### Objective
Each record below should be repeated precisely as written.

# start of Dataset rows

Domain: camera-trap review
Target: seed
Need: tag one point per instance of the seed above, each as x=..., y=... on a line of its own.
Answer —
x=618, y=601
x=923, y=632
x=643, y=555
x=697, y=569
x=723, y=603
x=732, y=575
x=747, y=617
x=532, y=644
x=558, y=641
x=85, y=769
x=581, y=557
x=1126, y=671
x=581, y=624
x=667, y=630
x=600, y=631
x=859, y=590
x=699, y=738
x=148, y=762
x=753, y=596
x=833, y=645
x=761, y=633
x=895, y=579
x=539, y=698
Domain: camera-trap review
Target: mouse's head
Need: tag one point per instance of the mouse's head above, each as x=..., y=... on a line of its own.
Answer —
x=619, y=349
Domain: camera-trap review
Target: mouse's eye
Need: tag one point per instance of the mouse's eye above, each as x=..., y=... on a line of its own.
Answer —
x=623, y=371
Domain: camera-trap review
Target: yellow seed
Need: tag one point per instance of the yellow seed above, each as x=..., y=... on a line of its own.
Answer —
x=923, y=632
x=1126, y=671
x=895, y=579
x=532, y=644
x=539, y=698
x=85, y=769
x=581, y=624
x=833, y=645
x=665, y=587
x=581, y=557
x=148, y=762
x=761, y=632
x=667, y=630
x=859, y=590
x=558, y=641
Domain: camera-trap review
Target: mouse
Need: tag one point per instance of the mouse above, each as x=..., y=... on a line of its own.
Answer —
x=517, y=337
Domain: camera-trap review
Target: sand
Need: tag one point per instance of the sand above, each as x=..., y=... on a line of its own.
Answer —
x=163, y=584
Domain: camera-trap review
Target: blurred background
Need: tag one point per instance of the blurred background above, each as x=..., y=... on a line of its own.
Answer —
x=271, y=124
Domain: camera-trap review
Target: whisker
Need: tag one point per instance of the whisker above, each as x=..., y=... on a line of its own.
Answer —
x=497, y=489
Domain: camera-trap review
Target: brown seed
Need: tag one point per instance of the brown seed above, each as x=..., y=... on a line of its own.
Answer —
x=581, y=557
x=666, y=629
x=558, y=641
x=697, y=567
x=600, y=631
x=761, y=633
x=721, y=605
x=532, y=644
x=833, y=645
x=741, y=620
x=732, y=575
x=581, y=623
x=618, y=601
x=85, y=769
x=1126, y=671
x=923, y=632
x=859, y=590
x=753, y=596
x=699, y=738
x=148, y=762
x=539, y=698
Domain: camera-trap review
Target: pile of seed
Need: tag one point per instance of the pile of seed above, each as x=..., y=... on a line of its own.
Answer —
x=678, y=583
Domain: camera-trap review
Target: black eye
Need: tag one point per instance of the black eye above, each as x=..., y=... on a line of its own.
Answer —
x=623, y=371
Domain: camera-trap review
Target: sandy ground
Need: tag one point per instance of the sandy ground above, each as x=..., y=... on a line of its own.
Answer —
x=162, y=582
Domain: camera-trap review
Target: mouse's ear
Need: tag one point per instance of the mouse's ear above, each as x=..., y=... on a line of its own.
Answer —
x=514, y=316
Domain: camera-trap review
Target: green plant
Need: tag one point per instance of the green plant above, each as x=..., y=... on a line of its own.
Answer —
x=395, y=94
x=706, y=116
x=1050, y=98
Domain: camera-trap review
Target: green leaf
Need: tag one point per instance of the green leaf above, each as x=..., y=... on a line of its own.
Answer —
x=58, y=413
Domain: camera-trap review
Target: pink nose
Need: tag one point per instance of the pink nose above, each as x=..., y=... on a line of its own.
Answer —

# end of Dataset rows

### Response for this exercise
Domain: camera-trap review
Target: seed
Need: tag one point per instance of the seed above, each as x=..., y=... on a line of its own.
Answer —
x=618, y=601
x=923, y=632
x=643, y=555
x=697, y=569
x=723, y=603
x=732, y=575
x=747, y=617
x=532, y=644
x=558, y=641
x=85, y=769
x=581, y=557
x=1126, y=671
x=581, y=624
x=667, y=630
x=600, y=631
x=859, y=590
x=699, y=738
x=148, y=762
x=753, y=596
x=833, y=645
x=761, y=633
x=895, y=579
x=539, y=698
Domain: camera-trap review
Target: mouse's head
Need: tag one point per instance of the mouse's head above, each as x=..., y=... on a line of its own.
Answer —
x=619, y=349
Domain: camera-trap review
Target: mouse's eye
Need: tag one point per instance of the mouse's eye above, each as x=..., y=... on a line of its own.
Answer —
x=623, y=371
Domain: camera-trap review
Target: yellow seed
Need: tag one point per instance of the yellow seed above, each as x=..., y=... on a line of its own.
Answer —
x=923, y=632
x=1126, y=671
x=895, y=579
x=532, y=644
x=539, y=698
x=85, y=769
x=581, y=624
x=833, y=645
x=665, y=587
x=581, y=557
x=148, y=762
x=761, y=632
x=667, y=630
x=859, y=590
x=558, y=641
Domain: camera-trap review
Target: mouse
Need: tag one point per instance of the mouse above, each as x=..., y=... on a line of its own.
Answer —
x=517, y=337
Domain: camera-trap review
Target: sand
Need: tag one point per instance of the sand above, each as x=..., y=... on a line of its own.
Answer —
x=163, y=584
Domain: camera-trap review
Target: blurred background
Need: tag one point per instance of the blurred background above, each as x=..., y=... on a line of its own.
Answer —
x=271, y=124
Domain: camera-trap review
Target: whisker
Need: tag one point per instance of the whisker above, each as x=..., y=... on a line of its own.
Answer —
x=497, y=489
Domain: camera-trap review
Target: brown seed
Need: tag one point per instance of the brown seed above, each as x=..., y=... on a line of its own.
Answer —
x=581, y=557
x=666, y=629
x=558, y=641
x=697, y=567
x=600, y=631
x=761, y=633
x=721, y=605
x=532, y=644
x=833, y=645
x=741, y=620
x=732, y=575
x=581, y=623
x=618, y=601
x=85, y=769
x=1126, y=671
x=923, y=632
x=859, y=590
x=753, y=596
x=699, y=738
x=148, y=762
x=539, y=698
Domain: camera-trap review
Target: pile of seed
Need: tag one point per instance of the pile of seed above, each as x=..., y=... on a line of its own.
Answer —
x=678, y=583
Domain: camera-trap review
Target: black eye
Need: tag one point per instance of the black eye above, each as x=..., y=... on a line of its own.
Answer —
x=623, y=371
Domain: camera-trap review
Target: sandy ground
Need: tag one point per instance of the sandy ground above, each as x=..., y=... on a line of its own.
Answer —
x=162, y=582
Domain: camera-trap review
Target: mouse's ear
Need: tag one point per instance of the mouse's ear above, each as x=..., y=... on a line of its own.
Answer —
x=514, y=316
Domain: camera-trap review
Target: green plant
Need: tag one point per instance of the green plant above, each as x=..., y=... on a line of its own.
Answer —
x=395, y=94
x=706, y=116
x=1050, y=98
Domain: camera-trap review
Target: green leaf
Need: tag one point per instance of the green leaf above, each as x=..., y=... on a line of its own.
Answer —
x=58, y=413
Domain: camera-trap review
Target: pink nose
Need: tag one point per instance of the pink nose above, each as x=..., y=... on a line of its own.
Answer —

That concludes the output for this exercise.